Extrait à lire:
L'accouchement est la première cause d'hospitalisation des femmes en âge de procréer, les exposant ainsi inutilement à des interventions mais aussi aux maladies nosocomiales, telle que l'infection à la bactérie C Difficile.
La médicalisation prend de l'ampleur, on est passé de 12 à 21% d'induction du travail (déclenchement artificiel de l'accouchement) en dix ans au Canada et le taux de césarienne est en croissance, il se situait autour de 21% en 2001(6). Plus grave encore, de moins en moins de médecins, d'infirmières ou d'étudiants ont été témoins d'accouchements spontanés et physiologiques. Ils sont aussi de moins en moins nombreux à savoir accompagner une femme ou un couple à travers ce processus subtil.

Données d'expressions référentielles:
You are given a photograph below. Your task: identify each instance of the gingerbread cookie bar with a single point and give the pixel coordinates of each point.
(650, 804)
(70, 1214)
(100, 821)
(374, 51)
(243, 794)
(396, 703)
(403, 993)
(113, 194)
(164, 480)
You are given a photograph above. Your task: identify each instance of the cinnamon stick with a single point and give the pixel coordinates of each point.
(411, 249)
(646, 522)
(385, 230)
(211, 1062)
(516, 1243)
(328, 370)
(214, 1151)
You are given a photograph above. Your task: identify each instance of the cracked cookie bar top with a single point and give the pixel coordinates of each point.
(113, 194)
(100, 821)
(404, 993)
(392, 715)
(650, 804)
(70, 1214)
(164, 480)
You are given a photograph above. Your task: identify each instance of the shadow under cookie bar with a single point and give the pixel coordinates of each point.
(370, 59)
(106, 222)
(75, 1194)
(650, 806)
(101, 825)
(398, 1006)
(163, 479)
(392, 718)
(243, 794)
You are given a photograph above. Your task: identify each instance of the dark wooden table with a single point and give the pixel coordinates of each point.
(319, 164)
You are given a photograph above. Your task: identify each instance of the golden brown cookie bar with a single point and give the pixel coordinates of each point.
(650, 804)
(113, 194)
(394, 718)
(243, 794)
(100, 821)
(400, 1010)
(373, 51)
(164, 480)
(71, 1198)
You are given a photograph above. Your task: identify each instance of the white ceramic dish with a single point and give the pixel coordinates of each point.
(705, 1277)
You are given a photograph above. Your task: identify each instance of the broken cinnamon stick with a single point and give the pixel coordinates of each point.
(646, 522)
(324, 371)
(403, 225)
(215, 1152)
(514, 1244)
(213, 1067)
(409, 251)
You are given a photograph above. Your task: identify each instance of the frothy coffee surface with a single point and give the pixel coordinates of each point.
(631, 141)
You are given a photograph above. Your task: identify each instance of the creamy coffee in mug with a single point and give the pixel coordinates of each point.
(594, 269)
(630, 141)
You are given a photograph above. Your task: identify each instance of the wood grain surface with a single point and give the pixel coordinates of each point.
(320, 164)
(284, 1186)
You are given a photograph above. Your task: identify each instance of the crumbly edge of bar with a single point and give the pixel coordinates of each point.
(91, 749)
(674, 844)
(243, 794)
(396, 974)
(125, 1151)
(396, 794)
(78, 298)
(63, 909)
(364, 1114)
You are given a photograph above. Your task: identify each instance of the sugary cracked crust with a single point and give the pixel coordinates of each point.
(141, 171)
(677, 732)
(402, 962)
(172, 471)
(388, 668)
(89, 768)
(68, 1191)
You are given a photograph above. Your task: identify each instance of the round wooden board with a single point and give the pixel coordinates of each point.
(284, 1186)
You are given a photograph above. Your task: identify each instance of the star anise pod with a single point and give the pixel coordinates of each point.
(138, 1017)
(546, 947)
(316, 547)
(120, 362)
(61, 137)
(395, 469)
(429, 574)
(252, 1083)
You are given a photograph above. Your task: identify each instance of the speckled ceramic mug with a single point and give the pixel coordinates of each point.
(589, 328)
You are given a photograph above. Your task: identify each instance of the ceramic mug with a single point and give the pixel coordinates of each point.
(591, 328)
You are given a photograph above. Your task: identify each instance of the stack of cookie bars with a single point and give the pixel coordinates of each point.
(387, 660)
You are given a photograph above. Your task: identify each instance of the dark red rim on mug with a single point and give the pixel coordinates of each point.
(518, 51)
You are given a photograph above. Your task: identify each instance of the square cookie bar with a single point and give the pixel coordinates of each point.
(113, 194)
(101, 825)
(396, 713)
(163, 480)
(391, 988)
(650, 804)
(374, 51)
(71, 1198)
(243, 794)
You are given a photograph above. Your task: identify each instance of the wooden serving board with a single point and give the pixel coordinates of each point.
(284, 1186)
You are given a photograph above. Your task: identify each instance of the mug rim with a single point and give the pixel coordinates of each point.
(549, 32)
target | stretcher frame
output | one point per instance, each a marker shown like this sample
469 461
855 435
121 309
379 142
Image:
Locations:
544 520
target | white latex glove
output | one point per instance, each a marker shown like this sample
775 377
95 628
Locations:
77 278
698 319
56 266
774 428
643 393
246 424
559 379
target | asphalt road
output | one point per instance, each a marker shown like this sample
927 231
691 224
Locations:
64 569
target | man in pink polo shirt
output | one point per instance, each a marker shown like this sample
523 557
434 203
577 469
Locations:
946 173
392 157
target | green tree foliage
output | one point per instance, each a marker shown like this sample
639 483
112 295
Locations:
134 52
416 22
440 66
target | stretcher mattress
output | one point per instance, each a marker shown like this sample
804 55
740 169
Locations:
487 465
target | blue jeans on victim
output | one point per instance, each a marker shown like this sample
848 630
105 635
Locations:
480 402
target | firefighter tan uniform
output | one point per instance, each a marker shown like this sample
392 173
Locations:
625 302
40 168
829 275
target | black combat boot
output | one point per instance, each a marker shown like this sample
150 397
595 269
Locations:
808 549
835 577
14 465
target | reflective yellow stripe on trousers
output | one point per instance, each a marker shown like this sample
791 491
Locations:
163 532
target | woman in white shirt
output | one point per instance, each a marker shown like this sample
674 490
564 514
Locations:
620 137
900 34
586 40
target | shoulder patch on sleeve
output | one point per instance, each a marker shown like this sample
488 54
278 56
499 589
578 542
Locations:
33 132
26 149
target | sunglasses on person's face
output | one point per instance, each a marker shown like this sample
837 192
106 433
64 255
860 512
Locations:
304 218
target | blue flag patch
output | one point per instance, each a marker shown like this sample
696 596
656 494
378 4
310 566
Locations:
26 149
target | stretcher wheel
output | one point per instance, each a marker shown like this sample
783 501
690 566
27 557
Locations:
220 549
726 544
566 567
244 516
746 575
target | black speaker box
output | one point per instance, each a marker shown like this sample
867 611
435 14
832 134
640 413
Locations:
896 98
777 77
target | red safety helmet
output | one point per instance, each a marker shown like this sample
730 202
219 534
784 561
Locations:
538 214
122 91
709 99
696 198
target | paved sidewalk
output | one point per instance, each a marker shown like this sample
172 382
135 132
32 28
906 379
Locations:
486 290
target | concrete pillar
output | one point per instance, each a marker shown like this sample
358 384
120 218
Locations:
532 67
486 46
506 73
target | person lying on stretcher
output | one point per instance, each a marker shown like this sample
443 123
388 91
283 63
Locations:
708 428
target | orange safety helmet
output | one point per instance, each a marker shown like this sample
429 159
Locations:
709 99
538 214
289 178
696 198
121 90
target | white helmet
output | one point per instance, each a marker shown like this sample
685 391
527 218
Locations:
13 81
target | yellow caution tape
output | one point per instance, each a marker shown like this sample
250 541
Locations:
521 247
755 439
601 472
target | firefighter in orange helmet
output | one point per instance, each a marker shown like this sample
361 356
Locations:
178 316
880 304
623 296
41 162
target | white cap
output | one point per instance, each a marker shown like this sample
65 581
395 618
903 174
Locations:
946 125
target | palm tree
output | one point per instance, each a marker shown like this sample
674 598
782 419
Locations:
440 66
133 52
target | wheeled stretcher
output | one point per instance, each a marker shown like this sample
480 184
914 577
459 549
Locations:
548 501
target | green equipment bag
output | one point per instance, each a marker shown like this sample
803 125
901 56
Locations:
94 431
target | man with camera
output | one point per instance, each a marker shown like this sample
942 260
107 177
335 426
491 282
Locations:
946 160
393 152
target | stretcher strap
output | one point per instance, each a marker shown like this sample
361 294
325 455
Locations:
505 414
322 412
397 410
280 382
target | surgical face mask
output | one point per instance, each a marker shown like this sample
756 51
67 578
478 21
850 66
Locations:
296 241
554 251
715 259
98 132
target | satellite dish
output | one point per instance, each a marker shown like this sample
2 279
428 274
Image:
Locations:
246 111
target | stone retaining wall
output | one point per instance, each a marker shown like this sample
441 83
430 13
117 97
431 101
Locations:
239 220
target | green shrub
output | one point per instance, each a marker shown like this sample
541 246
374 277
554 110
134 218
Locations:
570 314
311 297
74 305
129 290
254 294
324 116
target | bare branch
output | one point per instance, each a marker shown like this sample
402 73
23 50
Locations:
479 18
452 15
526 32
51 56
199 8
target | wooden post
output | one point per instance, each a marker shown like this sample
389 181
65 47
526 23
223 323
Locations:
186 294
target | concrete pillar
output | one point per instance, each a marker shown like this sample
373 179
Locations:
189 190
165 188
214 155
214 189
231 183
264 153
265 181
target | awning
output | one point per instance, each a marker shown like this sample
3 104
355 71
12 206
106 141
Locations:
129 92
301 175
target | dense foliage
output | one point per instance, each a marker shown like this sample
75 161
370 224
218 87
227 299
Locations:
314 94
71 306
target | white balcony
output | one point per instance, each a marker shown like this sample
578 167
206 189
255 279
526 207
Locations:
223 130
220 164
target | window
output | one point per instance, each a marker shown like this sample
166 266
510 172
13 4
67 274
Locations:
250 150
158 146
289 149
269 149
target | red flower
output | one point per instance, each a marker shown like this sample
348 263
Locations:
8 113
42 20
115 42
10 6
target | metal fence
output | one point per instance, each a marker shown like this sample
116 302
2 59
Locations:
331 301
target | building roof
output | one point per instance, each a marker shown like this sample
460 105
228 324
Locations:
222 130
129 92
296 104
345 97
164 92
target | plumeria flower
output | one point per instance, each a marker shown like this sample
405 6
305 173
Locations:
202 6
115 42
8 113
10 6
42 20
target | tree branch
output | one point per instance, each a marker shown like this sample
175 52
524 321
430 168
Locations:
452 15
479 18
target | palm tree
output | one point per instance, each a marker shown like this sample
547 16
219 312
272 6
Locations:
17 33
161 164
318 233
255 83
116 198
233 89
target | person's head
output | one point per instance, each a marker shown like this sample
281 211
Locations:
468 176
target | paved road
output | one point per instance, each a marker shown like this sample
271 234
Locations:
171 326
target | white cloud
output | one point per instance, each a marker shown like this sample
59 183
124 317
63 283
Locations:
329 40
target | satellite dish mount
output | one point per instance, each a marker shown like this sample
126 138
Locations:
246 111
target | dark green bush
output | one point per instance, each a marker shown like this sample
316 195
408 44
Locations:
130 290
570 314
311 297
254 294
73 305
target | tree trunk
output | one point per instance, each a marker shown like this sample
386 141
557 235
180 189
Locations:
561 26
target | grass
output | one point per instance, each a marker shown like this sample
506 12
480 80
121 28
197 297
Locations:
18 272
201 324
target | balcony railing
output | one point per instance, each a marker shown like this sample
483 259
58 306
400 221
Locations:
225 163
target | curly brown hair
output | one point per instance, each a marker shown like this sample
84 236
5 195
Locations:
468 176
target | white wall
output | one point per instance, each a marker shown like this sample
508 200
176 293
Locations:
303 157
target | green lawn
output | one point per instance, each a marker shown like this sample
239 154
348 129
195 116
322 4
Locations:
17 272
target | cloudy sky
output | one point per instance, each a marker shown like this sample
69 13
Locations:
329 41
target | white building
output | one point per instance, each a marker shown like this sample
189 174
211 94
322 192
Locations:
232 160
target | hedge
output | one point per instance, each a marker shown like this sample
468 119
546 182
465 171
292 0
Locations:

Consigne:
Selon l'extrait sur l'accouchement, comment le taux d'induction du travail a-t-il évolué au Canada en dix ans ?

Corrigé:
Il est passé de 12 à 21 %.